### Working data

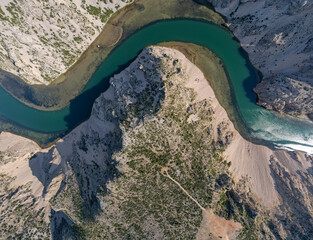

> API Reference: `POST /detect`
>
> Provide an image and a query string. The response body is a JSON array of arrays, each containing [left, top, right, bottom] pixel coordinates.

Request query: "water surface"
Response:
[[0, 19, 313, 153]]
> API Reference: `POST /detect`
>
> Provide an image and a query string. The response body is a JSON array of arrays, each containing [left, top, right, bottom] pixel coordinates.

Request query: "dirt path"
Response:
[[161, 167, 242, 240], [161, 167, 207, 212]]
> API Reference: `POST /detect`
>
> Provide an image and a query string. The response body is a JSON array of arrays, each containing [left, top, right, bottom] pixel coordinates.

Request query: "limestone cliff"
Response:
[[0, 47, 313, 239], [0, 0, 129, 84], [207, 0, 313, 120]]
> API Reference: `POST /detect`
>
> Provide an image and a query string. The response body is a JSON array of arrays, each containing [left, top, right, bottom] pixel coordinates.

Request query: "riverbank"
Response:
[[0, 0, 224, 111]]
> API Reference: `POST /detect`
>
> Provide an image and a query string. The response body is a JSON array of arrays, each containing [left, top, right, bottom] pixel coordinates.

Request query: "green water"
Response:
[[0, 20, 313, 152]]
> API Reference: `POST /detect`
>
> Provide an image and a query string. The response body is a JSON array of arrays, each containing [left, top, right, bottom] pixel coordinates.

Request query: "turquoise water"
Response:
[[0, 20, 313, 153]]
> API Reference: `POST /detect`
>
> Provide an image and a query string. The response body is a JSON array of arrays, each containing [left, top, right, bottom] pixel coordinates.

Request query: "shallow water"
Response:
[[0, 20, 313, 153]]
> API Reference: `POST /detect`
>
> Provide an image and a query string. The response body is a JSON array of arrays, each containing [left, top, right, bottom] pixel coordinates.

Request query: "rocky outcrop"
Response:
[[0, 0, 129, 84], [208, 0, 313, 119], [0, 47, 313, 239]]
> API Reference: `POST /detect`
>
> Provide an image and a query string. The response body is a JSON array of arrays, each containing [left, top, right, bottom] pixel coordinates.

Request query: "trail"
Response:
[[161, 167, 207, 212]]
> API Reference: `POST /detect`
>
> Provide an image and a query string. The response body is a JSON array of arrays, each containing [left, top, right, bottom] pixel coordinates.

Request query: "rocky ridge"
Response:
[[0, 47, 313, 239], [207, 0, 313, 120], [0, 0, 130, 84]]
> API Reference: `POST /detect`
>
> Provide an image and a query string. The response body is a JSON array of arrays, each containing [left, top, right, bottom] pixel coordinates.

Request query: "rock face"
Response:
[[207, 0, 313, 119], [0, 47, 313, 239], [0, 0, 129, 84]]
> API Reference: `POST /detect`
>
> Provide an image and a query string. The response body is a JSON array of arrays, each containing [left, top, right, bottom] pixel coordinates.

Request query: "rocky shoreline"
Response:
[[207, 0, 313, 120], [0, 47, 313, 239]]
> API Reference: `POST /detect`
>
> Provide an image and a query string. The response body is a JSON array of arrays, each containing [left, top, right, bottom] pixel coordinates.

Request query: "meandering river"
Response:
[[0, 19, 313, 153]]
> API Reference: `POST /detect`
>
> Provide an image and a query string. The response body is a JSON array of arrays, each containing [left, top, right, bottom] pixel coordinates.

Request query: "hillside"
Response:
[[207, 0, 313, 120], [0, 0, 130, 84], [0, 47, 313, 239]]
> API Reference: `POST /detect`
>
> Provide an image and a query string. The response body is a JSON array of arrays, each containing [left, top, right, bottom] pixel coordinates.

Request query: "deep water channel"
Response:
[[0, 19, 313, 153]]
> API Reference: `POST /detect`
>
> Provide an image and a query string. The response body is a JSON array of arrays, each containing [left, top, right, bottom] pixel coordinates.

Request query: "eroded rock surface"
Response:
[[0, 47, 313, 239], [207, 0, 313, 120]]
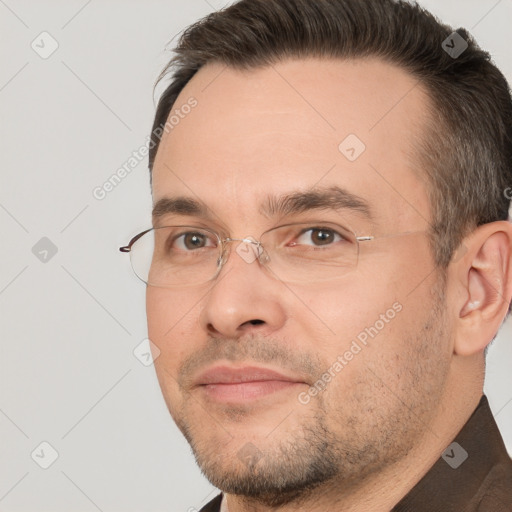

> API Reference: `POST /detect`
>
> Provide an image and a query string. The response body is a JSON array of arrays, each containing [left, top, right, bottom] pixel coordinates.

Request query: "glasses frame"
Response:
[[119, 221, 425, 288]]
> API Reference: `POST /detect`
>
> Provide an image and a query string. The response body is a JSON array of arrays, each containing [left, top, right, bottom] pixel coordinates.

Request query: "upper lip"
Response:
[[194, 365, 304, 386]]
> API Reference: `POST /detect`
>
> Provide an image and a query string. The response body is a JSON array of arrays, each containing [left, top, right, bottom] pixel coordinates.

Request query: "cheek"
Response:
[[146, 287, 199, 372]]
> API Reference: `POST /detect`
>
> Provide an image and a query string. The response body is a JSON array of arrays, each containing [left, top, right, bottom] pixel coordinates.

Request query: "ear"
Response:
[[452, 221, 512, 356]]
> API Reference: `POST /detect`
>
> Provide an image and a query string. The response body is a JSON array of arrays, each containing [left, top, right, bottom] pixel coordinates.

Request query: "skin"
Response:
[[147, 59, 512, 512]]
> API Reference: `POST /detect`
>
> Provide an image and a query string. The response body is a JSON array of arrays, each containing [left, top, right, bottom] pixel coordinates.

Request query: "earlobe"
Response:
[[454, 221, 512, 356]]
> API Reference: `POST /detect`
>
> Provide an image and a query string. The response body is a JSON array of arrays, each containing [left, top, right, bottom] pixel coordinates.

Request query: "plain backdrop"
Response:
[[0, 0, 512, 512]]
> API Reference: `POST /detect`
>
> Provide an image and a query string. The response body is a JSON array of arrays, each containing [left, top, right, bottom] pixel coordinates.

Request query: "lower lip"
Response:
[[202, 380, 300, 402]]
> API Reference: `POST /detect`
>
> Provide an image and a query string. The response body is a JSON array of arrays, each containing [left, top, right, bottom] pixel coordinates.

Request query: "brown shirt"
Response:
[[200, 395, 512, 512]]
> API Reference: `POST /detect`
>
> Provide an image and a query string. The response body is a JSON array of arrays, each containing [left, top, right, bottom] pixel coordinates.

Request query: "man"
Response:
[[122, 0, 512, 512]]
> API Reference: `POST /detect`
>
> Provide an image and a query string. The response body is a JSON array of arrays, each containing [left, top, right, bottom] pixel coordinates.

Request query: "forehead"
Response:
[[153, 59, 430, 228]]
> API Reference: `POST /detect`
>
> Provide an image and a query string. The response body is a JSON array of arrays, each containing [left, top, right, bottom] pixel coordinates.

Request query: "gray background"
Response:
[[0, 0, 512, 512]]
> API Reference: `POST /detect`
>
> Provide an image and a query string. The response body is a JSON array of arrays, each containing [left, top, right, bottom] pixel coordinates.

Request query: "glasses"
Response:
[[119, 222, 423, 288]]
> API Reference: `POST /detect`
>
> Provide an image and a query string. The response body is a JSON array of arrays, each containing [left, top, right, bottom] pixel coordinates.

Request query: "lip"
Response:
[[191, 366, 305, 403]]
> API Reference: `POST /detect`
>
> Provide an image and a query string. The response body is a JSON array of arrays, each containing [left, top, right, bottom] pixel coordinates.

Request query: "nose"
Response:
[[200, 237, 286, 338]]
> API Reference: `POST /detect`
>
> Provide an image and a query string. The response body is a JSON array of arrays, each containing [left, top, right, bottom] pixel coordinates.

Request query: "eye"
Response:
[[169, 231, 217, 251], [289, 227, 346, 246]]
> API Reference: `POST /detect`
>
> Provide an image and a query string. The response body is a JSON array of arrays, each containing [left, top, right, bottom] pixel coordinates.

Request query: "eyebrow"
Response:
[[152, 185, 373, 222]]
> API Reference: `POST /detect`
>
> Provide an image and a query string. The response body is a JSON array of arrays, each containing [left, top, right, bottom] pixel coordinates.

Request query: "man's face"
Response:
[[147, 59, 451, 503]]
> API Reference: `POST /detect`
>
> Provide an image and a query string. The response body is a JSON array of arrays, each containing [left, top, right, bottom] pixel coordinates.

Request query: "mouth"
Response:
[[191, 366, 306, 403]]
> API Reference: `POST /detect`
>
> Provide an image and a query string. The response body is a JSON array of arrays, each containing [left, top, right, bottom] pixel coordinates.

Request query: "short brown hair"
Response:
[[149, 0, 512, 276]]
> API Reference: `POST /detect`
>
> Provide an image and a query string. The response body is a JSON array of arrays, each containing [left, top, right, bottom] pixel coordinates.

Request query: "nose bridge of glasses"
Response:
[[220, 236, 269, 266]]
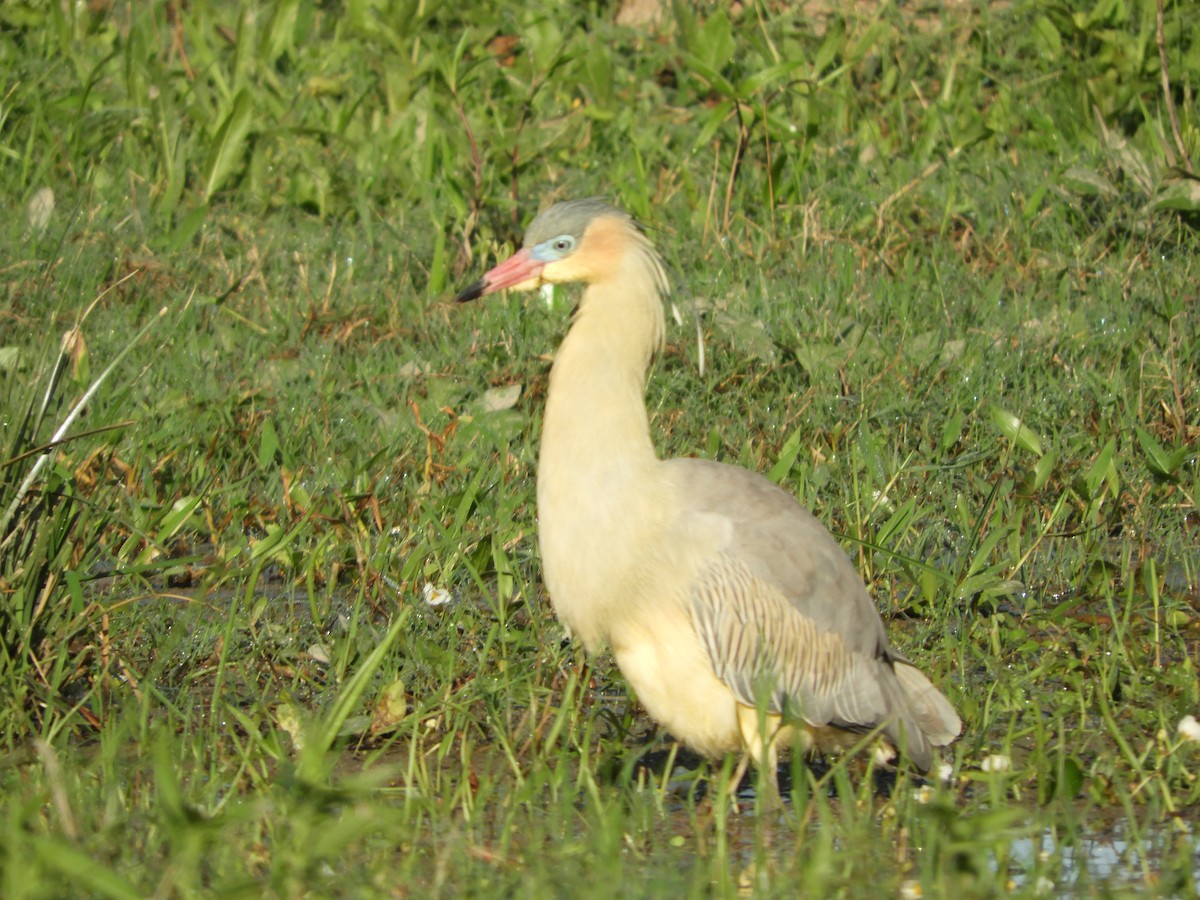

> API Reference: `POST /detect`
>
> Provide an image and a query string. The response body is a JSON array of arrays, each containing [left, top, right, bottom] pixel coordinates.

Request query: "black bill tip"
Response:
[[454, 278, 487, 304]]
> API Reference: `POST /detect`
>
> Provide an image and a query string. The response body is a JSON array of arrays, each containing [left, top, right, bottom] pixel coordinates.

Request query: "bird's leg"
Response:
[[731, 703, 784, 808]]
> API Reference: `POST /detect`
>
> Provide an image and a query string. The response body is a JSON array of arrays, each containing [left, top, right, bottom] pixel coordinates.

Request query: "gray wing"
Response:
[[670, 460, 960, 768]]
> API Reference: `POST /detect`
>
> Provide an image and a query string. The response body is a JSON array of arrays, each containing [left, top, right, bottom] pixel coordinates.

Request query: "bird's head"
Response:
[[455, 198, 646, 302]]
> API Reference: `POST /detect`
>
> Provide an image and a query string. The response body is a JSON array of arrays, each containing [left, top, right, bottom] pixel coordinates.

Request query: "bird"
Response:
[[455, 198, 962, 790]]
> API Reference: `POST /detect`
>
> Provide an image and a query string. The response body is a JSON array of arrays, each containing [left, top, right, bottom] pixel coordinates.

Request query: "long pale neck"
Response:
[[539, 253, 664, 475], [538, 242, 670, 649]]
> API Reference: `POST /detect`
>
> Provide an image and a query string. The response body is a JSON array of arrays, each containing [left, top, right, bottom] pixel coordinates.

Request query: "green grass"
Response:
[[0, 0, 1200, 898]]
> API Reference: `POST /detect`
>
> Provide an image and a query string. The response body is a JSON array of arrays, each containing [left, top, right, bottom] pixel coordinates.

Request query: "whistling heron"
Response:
[[456, 199, 962, 781]]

######

Instruction - Locate each line in the material above that contains the string "bird" and copy every such line in full, treating uppercase and lowercase as distinct.

Output below -
Request query: "bird's leg"
Request query: "bird's head"
Request query: "bird"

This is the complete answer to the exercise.